PROBLEM DESCRIPTION
Render this sentence from the Iowa historic sites passage in Spanish: "The hymn was an immediate success and helped pay Pitt’s tuition to medical school."

EXERCISE PASSAGE
▬▬▬
The latter would be Dubuque’s Fenelon Place Elevator, which rises 189 feet above the city’s historic downtown in a distance of just 296 feet. 

A few weeks ago, I shared stories from Mike Whye’s book “Detour Iowa: Historic Destinations.” I offered to share more if readers were interested, which apparently you are. 

“Detour Iowa,” published by the History Press, is available online and at Beaverdale Books for $22. It’s a fun way to learn interesting things about Iowa, although many of the sites mentioned are currently closed due to the COVID-19 pandemic. 

Iowa has many small churches, the most famous being Nashua’s “Little Brown Church in the Vale” between Waverly and Charles City. The church, or rather the site where it was built, inspired William S. Pitt to write the popular hymn “The Church in the Wildwood” in 1857, seven years before the church was actually built. 

The hymn was an immediate success and helped pay Pitt’s tuition to medical school. The Little Brown Church has been a tourist attraction since the development of the U.S. highway system in the 1920s.

While there are many stories about the Little Brown Church, there is only one about Iowa’s smallest church, St. Anthony of Padua, a Roman Catholic church that seats 10 people beneath a 40-foot steeple along the banks of the Turkey River in Winneshiek County. 

St. Anthony’s was built in 1886 by Johann Gaertner. As a lad, he fought alongside Napoleon in Moscow in 1812 and at Waterloo in 1815.

Whye wrote that “his mother promised to build a chapel” if he came home safe. He did, but “she never completed her promise. Ultimately, he moved to northeast Iowa and built the chapel himself. When he died in 1893 at the age of ninety-three, Gaertner was laid to rest there, … the only member of Napoleon’s army to be buried in Iowa.”

To find St. Anthony’s, take 123rd Street west from the town of Festina for a little more than a mile. Turn south on Little Church Road and go another mile or so until you cross the Turkey River, where you’ll find the church on the left. 

The opposite of a small church with a tall steeple is the 150-foot-long, single-story, flat-roofed house that famed designer Frank Lloyd Wright built for Des Moines businessman Lowell Walter in 1950.

Walter, who “made his fortune by inventing a way to surface county roads with asphalt, wanted a summer home” on the banks of the Wapsipinicon River west of Quasqueton in Buchanan County, according to Whye.
▬▬▬
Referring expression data
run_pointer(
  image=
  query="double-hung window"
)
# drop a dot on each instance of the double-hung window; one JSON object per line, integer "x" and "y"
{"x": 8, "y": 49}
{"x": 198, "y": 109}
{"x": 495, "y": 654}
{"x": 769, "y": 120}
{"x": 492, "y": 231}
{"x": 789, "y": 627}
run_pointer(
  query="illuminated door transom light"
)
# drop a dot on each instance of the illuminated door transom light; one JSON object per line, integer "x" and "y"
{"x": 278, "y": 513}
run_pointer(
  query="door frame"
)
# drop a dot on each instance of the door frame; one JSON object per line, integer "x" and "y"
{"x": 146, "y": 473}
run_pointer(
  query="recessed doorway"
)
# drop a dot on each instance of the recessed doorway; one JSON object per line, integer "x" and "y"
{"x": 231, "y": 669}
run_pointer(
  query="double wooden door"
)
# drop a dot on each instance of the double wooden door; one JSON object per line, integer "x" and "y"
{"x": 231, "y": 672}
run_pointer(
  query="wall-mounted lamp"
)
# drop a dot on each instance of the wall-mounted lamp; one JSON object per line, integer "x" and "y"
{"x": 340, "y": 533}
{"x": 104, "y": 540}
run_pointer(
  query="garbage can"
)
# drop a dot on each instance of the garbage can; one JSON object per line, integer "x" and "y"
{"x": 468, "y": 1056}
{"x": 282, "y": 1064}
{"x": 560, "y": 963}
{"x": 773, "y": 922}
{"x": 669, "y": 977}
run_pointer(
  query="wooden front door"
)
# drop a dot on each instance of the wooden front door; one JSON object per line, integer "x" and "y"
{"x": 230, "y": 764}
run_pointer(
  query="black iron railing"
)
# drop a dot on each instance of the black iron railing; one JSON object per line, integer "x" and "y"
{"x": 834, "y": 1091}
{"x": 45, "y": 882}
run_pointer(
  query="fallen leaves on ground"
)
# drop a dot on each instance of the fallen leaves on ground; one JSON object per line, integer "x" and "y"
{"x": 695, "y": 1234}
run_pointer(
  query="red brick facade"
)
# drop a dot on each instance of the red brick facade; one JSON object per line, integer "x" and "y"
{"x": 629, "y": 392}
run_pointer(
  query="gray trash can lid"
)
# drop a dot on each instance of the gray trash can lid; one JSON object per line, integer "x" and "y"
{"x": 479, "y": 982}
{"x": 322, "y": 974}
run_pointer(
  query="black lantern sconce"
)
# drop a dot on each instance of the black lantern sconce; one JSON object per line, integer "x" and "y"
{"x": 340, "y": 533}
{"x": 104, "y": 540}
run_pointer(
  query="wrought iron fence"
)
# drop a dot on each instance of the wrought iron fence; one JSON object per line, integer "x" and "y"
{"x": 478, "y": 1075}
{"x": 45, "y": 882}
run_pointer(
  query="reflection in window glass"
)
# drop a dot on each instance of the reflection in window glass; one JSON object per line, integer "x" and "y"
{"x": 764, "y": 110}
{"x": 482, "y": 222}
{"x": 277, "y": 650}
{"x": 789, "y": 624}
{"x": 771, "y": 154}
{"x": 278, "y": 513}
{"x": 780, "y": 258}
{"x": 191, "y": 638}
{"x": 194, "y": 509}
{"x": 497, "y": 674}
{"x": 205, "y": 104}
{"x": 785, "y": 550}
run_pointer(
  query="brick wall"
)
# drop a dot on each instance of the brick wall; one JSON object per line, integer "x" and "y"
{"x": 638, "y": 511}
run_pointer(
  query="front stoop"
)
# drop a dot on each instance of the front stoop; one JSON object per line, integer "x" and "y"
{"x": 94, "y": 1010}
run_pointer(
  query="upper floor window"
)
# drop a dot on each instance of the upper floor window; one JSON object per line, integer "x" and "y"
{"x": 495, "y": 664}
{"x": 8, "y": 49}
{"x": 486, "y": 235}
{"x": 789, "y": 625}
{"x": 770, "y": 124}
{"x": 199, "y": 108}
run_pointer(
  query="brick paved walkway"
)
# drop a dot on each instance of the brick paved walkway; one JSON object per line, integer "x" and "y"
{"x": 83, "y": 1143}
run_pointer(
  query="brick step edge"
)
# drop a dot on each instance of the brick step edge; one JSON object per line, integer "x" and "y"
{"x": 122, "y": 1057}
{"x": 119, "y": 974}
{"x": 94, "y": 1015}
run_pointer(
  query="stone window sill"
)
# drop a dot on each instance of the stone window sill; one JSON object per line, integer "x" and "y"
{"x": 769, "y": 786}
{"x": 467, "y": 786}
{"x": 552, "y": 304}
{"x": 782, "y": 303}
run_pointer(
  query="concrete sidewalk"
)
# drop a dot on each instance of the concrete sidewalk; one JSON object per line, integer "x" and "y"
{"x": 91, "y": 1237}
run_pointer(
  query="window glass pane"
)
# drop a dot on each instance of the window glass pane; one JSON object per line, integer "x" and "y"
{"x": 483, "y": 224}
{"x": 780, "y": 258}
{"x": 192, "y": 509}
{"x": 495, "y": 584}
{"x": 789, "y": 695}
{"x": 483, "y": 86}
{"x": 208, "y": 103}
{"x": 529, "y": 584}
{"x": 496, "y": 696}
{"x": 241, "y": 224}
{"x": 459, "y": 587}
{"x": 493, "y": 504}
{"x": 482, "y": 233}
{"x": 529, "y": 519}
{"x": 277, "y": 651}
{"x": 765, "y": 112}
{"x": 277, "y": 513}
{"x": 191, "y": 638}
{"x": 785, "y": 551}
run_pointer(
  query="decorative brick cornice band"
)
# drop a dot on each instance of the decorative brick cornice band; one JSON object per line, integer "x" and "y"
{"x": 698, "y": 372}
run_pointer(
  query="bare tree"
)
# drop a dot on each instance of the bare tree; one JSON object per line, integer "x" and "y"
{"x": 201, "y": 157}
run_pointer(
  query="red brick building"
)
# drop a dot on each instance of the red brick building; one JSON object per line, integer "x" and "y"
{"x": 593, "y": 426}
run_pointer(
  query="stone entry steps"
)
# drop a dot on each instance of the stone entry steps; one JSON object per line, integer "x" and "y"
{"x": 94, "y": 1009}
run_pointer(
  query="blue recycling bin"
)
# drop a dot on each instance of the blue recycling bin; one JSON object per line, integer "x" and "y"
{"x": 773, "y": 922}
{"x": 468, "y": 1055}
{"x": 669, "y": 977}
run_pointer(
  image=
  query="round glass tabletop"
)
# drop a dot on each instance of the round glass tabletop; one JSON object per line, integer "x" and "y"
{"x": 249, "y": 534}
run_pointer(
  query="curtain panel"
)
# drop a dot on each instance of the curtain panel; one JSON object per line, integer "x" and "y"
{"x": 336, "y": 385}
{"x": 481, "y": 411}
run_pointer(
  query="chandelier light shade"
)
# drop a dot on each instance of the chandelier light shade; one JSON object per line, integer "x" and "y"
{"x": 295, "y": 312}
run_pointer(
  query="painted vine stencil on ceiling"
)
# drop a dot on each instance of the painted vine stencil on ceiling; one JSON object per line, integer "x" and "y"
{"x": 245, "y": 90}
▬▬▬
WRITTEN ANSWER
El himno fue un éxito inmediato y ayudó a pagar la matrícula de Pitt en la escuela de medicina.